(Photo-based referring expression data)
****
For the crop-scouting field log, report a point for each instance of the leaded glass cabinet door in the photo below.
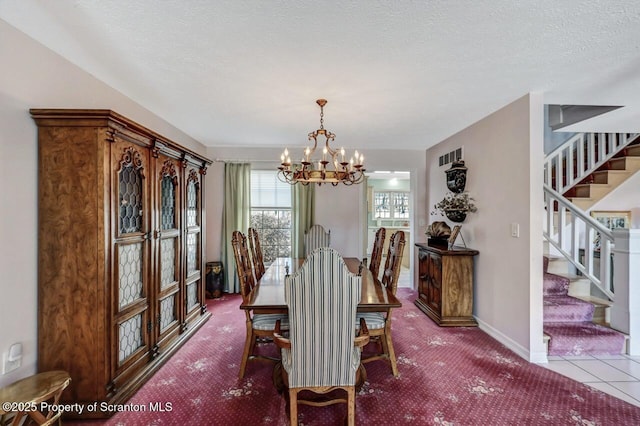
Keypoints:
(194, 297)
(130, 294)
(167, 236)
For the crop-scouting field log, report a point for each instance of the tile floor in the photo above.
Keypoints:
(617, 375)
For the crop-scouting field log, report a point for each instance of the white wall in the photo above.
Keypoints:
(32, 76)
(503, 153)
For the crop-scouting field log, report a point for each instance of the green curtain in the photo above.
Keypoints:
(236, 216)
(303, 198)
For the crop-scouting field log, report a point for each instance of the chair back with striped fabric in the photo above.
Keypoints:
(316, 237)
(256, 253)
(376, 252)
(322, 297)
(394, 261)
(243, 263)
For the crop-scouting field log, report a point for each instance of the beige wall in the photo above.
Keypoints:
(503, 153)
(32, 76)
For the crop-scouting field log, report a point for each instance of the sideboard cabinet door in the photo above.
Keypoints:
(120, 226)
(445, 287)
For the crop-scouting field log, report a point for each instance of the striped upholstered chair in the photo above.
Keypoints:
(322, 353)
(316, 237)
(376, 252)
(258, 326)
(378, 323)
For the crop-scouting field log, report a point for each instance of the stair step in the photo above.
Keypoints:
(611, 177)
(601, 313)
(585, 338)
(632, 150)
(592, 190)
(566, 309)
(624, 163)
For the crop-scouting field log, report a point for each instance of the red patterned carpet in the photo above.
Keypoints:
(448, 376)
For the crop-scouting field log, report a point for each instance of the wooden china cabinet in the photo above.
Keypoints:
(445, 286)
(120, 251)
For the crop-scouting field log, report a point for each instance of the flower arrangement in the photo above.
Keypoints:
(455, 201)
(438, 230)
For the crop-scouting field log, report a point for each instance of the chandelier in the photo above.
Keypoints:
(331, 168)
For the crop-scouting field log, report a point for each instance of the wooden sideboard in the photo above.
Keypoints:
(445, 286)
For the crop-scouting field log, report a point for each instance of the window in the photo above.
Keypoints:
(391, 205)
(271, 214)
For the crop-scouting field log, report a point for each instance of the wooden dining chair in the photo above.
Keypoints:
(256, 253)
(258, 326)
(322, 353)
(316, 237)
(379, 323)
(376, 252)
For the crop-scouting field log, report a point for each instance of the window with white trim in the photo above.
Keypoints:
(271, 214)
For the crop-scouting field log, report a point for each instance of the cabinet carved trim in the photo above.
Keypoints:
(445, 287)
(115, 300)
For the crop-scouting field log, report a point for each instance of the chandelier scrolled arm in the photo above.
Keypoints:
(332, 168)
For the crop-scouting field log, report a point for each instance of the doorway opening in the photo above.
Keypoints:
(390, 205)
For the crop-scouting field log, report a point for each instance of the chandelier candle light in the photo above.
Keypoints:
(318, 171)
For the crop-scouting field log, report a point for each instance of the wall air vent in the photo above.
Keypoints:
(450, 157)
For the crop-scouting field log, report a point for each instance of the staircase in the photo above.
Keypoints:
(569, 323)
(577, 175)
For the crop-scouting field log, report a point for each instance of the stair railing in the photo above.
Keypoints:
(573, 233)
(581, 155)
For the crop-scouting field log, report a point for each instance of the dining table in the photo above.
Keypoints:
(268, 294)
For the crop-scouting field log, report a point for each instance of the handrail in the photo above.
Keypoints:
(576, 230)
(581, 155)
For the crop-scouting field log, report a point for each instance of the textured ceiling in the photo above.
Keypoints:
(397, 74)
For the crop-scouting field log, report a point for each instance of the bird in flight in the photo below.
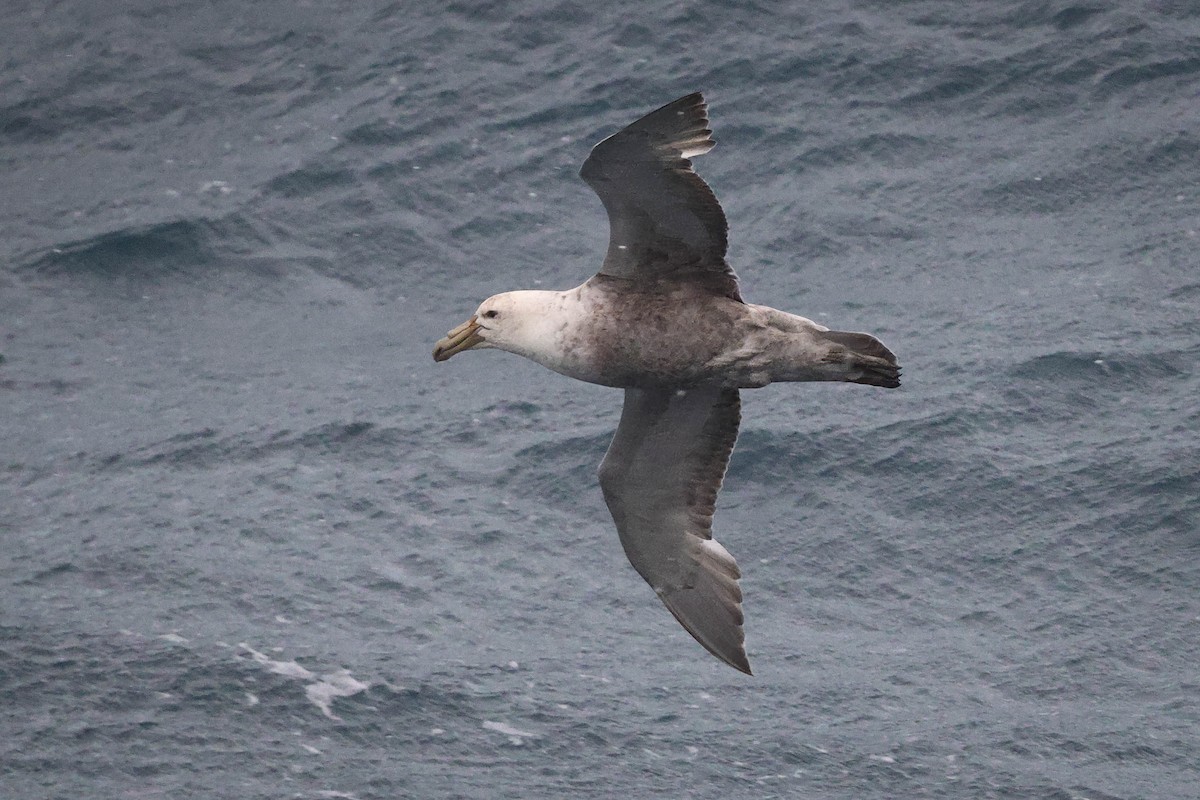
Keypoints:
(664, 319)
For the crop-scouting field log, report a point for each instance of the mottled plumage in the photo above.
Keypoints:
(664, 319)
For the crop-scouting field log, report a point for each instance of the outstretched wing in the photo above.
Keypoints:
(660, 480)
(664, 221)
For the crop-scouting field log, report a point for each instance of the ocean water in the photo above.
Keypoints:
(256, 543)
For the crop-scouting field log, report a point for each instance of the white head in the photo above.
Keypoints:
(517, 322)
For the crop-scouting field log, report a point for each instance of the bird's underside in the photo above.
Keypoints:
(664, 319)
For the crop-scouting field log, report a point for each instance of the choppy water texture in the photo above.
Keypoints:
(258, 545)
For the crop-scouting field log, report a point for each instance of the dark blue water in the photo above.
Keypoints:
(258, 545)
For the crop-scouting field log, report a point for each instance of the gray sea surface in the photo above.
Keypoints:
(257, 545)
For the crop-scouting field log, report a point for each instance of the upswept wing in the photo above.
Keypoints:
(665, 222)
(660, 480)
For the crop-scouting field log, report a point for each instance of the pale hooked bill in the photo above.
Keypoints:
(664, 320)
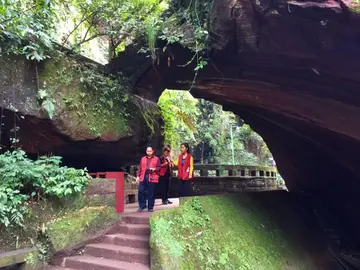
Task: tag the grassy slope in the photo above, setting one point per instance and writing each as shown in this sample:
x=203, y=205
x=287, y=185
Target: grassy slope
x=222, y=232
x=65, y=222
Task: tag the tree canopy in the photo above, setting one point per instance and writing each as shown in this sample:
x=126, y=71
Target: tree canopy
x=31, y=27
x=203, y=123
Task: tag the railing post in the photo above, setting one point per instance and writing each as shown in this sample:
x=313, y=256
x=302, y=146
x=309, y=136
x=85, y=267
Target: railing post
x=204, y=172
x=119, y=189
****
■ **EXERCISE PROMPT**
The expected output is the run of lines from the one holding "Task: tag the tree" to the last line of the entries above, each reproduced character for character.

■ **EXPECTED OUTPUT**
Task: tag the tree canopy in the photo above, setting one point per instance and writing each as shown in this sample:
x=126, y=71
Target: tree canopy
x=31, y=27
x=203, y=123
Task: tag the railing post in the photo above, setting one point per instance and writing each as shown in this sample:
x=313, y=256
x=302, y=146
x=309, y=136
x=85, y=267
Target: railing post
x=204, y=172
x=119, y=189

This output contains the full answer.